**WHAT TO WORK ON**
Extract every line below, starting with the one that contains "hand holding camera." and continuing down to the final line, and reproduce each one verbatim.

**DATA PROVIDED**
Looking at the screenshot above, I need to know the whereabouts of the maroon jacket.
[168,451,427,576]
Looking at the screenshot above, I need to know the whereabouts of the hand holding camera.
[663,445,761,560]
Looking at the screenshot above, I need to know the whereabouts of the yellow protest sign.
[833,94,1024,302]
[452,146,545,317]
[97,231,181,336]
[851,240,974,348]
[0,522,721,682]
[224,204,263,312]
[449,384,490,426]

**SOLUTION FOR THIS TASK**
Looking at the screenshot above, I need to know the whereabouts of the hand holding camera.
[663,445,761,560]
Looking at the screenshot above, I need to know the whereabouts of the yellow protest sign.
[833,94,1024,302]
[452,146,545,317]
[97,231,181,336]
[851,240,974,348]
[0,522,721,682]
[224,204,263,312]
[449,384,490,426]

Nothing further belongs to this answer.